-- Begin MATERIAL PROVIDED --

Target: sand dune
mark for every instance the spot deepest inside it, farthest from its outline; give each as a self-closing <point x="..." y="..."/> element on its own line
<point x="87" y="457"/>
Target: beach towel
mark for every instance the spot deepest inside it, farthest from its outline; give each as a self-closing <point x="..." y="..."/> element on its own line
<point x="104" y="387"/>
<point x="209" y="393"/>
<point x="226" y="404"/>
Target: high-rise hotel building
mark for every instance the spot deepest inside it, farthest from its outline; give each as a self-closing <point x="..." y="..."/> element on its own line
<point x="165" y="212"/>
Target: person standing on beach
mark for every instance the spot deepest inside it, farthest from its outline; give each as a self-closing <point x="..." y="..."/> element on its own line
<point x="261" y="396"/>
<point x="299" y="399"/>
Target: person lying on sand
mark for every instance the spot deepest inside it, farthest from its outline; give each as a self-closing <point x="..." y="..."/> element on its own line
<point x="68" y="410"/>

-- End MATERIAL PROVIDED --

> _EXERCISE_
Write out again every line of the rows above, from the line with "Target: person lying on sand" up to and including the last line of the rows, with 86 added to each x and y coordinate in the answers.

> _REPLY_
Target: person lying on sand
mark for every instance the spot deepest inside it, farthest from its outline; give each as a self-closing <point x="..." y="..."/> element on its own line
<point x="154" y="496"/>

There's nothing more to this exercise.